• Goal: Write the next part of the forum thread about regrouping the TT lines in data.txt, starting right after its last sentence.

• Text segment:
--------

Help needed in formatting the output

Hi All,

Need your help in resolving the below issue.

I've a file called "data.txt" with the below lines:

TT: <tell://me/sreenivas> 
 <tell://me/100>

<tell://me/500>

TT: <tell://me/sudheer>  
<tell://me/300>  

TT: <tell://me/sreenivas>  
<tell://me/200>  

TT: <tell://me/sudheer>  
<tell://me/400>

I need an output in the below format. Please help me.

TT: <tell://me/sreenivas> 
<tell://me/100> 
<tell://me/200>

<tell://me/500>

TT: <tell://me/sudheer> 
 <tell://me/300> 
<tell://me/400>

(or)

TT: <tell://me/sreenivas> 
<tell://me/100> 
<tell://me/200>

TT: <tell://me/sudheer>  
<tell://me/300> 
<tell://me/400>

<tell://me/500>

(or)

<tell://me/500>

TT: <tell://me/sreenivas> 
<tell://me/100> 
<tell://me/200>

TT: <tell://me/sudheer> 
 <tell://me/300> 
<tell://me/400>

Explanation of above o/p:
If the pattern between "<tell://me/" and ">" is same on any of the lines that contains "TT" then take only one line from them.
That line should be followed by the lines followed by the actual lines that have the same pattern between "<tell://me/" and ">".

And whenever a line is not preceded with TT line, that line should be taken as it is.

Looking forward to your help as soon as possible. Let me know if any queries.

--------

[Entries from an annotation dataset]
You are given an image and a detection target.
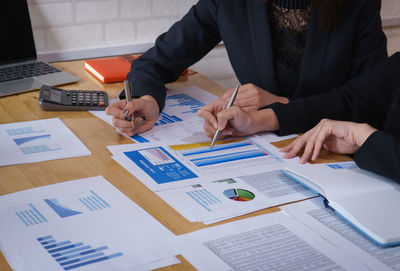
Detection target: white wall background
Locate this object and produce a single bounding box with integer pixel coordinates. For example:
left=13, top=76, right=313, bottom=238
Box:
left=29, top=0, right=400, bottom=88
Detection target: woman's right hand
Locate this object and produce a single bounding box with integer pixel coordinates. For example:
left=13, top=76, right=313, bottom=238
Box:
left=106, top=95, right=160, bottom=136
left=197, top=105, right=279, bottom=138
left=281, top=119, right=376, bottom=164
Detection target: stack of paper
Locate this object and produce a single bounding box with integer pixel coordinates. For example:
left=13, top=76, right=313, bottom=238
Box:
left=174, top=212, right=368, bottom=271
left=0, top=176, right=179, bottom=271
left=0, top=118, right=90, bottom=166
left=282, top=198, right=400, bottom=271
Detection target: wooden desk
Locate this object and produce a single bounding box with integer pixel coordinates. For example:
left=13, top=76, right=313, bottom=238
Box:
left=0, top=61, right=279, bottom=270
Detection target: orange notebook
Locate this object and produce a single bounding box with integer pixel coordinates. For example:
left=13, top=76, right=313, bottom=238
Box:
left=85, top=55, right=139, bottom=83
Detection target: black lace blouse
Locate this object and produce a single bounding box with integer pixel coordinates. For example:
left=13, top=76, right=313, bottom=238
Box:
left=269, top=0, right=311, bottom=97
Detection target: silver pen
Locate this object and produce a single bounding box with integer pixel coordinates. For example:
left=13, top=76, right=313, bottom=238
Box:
left=124, top=80, right=135, bottom=128
left=210, top=85, right=240, bottom=149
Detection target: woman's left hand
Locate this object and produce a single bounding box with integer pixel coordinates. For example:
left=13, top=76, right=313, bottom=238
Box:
left=281, top=119, right=376, bottom=164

--------

• Expected answer:
With Regards,
Sree

Is this minor modification of the script supplied for your last thread sufficient?:

awk '
NF == 0 { next }
/^TT/ {	if(!((key = $1 FS $2) in out))
		out[key] = $0
	TTf = 1
	next
}
TTf {	out[key] = out[key] "\n" $0
	TTf = 0
	next
}
{	print $0 "\n"
}
END {	for(key in out)
		printf("%s\n\n", out[key])
}' data.txt

which produces the output:

<tell://me/500>

TT: <tell://me/sudheer>  
<tell://me/300>  
<tell://me/400>

TT: <tell://me/sreenivas> 
 <tell://me/100>
<tell://me/200>  

for the input you provided in this thread. It makes the assumption that a line starting with TT: will not be followed by a blank line. If that is a problem for you, please try modifying the script to remove that assumption and let us know how it works for you.

If preserving the order of the 1st occurrence of the TT: line values is important, that can be fixed too. But, since the TT: input line for a given value aren't adjacent in your input file, I assume the order is not important i your output file.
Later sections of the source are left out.